About this task:
Could you please retype all of the data below exactly?
○ ○ ○ ○ ○ ○ ○
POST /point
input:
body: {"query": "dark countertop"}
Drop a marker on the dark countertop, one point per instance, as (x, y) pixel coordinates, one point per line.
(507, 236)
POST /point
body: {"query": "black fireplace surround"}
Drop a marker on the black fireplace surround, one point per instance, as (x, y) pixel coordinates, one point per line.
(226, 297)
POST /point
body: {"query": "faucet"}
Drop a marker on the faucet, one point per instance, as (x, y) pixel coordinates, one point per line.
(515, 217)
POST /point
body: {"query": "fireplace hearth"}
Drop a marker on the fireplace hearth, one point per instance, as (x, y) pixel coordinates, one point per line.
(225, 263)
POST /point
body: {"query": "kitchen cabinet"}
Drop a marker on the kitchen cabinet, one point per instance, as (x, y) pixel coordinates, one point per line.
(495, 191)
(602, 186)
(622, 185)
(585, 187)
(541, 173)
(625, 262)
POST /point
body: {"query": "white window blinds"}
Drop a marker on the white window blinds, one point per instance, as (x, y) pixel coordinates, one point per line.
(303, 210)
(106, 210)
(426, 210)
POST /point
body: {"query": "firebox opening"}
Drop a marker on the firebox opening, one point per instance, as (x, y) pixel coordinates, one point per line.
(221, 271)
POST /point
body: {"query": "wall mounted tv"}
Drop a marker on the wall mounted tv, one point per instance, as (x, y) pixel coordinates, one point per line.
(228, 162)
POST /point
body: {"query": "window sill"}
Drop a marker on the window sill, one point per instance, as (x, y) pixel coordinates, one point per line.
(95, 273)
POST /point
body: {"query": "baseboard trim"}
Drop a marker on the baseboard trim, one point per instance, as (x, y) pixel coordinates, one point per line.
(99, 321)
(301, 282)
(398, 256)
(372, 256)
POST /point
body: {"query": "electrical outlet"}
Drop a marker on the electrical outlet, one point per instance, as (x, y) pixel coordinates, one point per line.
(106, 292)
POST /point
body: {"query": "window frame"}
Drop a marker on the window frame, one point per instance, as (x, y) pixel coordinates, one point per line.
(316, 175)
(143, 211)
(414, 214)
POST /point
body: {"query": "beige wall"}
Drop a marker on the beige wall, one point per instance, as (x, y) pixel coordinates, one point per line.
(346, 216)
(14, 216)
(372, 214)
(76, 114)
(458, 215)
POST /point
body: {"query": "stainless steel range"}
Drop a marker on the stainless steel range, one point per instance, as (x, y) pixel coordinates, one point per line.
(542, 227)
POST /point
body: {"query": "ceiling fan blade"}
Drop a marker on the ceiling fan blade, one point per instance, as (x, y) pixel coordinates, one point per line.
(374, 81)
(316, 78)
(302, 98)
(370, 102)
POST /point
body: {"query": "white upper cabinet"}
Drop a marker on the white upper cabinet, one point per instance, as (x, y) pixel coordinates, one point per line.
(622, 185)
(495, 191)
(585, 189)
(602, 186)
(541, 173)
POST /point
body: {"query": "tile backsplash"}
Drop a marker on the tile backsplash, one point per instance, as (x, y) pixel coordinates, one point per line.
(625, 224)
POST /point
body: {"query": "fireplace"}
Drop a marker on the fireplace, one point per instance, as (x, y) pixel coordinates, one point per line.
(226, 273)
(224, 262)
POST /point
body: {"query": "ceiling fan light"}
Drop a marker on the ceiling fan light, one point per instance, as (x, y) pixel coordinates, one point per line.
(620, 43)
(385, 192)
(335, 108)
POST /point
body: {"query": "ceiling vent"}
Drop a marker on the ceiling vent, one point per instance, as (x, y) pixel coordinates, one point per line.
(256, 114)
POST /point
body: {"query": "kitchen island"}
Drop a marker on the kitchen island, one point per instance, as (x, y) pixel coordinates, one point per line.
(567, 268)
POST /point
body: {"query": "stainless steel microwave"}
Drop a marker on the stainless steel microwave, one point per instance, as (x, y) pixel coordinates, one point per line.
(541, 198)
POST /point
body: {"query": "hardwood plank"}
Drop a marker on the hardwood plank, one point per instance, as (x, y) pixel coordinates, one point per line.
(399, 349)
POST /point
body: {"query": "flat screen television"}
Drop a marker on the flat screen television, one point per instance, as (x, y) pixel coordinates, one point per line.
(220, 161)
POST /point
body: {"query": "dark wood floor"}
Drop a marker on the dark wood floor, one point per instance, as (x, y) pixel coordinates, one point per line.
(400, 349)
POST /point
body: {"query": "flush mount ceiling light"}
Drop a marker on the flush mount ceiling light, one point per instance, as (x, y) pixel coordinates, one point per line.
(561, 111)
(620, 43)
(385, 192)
○ ○ ○ ○ ○ ○ ○
Written response:
POST /point
input:
body: {"query": "dark countertop"}
Drop a marker on the dark countertop, one point per instance, as (x, y) pixel coordinates, one point per line.
(507, 236)
POST /point
body: {"query": "black fireplace surround"}
Drop a marker on the black fireplace surround, one point per instance, as (x, y) pixel coordinates, one point per line.
(226, 297)
POST /point
body: {"query": "faucet"}
Drop a marker on the faucet, one point per instance, as (x, y) pixel coordinates, one point per line.
(515, 217)
POST /point
body: {"query": "fireplace hearth"}
Drop a marker on the fireplace hearth, one point per instance, as (x, y) pixel coordinates, one point per line.
(225, 263)
POST /point
body: {"query": "kitchen cabinet"}
Drop a marker on the kitchen cabinet, one point per instance, as (x, y) pixel coordinates, one point per line.
(495, 191)
(602, 186)
(622, 185)
(585, 187)
(541, 173)
(625, 262)
POST /point
body: {"query": "white window blinds"}
Drop a marker on the white window blinds, one point per instance, as (x, y) pixel coordinates, one point per line.
(303, 210)
(106, 210)
(426, 210)
POST /point
body: {"query": "firebox opening"}
Drop a marker on the firebox opening, one point per instance, as (x, y) pixel coordinates, one point per line.
(221, 271)
POST /point
body: {"query": "wall mounted tv"}
Drop a marker on the wall mounted tv, one point per instance, as (x, y) pixel coordinates, one point per line.
(228, 162)
POST /point
body: {"query": "window sill"}
Drop a marker on the window sill, one point per instance, as (x, y) pixel coordinates, one point per line.
(95, 273)
POST /point
body: {"query": "baseboard trim"}
Drop a marker on the baseboard trim, one point per instance, as (x, y) pixel coordinates, one point per line.
(99, 321)
(301, 282)
(398, 256)
(372, 256)
POST /point
body: {"query": "electrical outlet"}
Drop a marker on the electrical outlet, one point per instance, as (x, y) pixel coordinates, one point per line.
(106, 292)
POST /point
body: {"query": "window frame"}
Drop a marker on the window frame, one point per instance, as (x, y) pixel coordinates, one point per line.
(316, 175)
(143, 211)
(414, 214)
POST /point
body: {"query": "beige wall"}
Drop a marker on the beige wall, one point per instance, as (x, y) pixel coordinates, one point per line.
(346, 216)
(14, 216)
(372, 214)
(76, 114)
(458, 215)
POST /point
body: {"query": "stainless steel range"}
Drop a marker on the stainless steel range, one point per instance, as (x, y) pixel coordinates, one point per line.
(542, 227)
POST /point
body: {"query": "ceiling fan blade"}
Drop a marker on the ceiling fan blade, one point per instance, as (x, y) pixel coordinates, one point per line.
(374, 81)
(316, 78)
(302, 98)
(370, 102)
POST /point
body: {"query": "white upper cabinet"}
Drop a marker on the white upper cabinet, one point per instance, as (x, y) pixel coordinates, one point per line.
(622, 185)
(495, 191)
(585, 189)
(602, 186)
(541, 173)
POST /point
body: {"query": "tile backsplash"}
Drop a marker on the tile backsplash, one point per instance, as (x, y) pixel coordinates, one point per line.
(625, 224)
POST /point
body: {"query": "fireplace"}
Drop a marker on the fireplace, one point per instance, as (x, y) pixel coordinates, one point per line.
(226, 273)
(224, 262)
POST /point
body: {"query": "ceiling fan light"}
Drop a marker on the ceiling fan light, one point per instance, as (x, y) pixel coordinates, one point per line.
(620, 43)
(385, 192)
(335, 108)
POST /point
body: {"query": "ceiling vent"}
Drop a marker on the ceiling vent, one point per instance, as (x, y) pixel coordinates, one point per line.
(256, 114)
POST /point
body: {"query": "kitchen island"}
Drop a marker on the kitchen island, one point per instance, as (x, y) pixel coordinates, one point per line.
(567, 268)
POST /point
body: {"query": "stainless steel microwave"}
Drop a marker on the stainless steel microwave, one point per instance, as (x, y) pixel coordinates, one point per line.
(541, 198)
POST /point
body: {"query": "hardwood plank"}
Drop a marker on the hardwood plank, one point per instance, as (x, y) pixel coordinates, one point per line.
(399, 349)
POST /point
body: {"query": "flat screen television"}
Drop a marker on the flat screen television, one point per instance, as (x, y) pixel coordinates, one point per line.
(220, 161)
POST /point
body: {"query": "dark wood floor"}
Drop a marker on the dark wood floor, one point per instance, as (x, y) pixel coordinates, one point per line.
(400, 349)
POST /point
body: {"query": "flush mount ceiling light"}
Drop a marker on the flush mount ceiling light, one point per instance, as (x, y) pixel coordinates, one point per line.
(561, 111)
(620, 43)
(385, 192)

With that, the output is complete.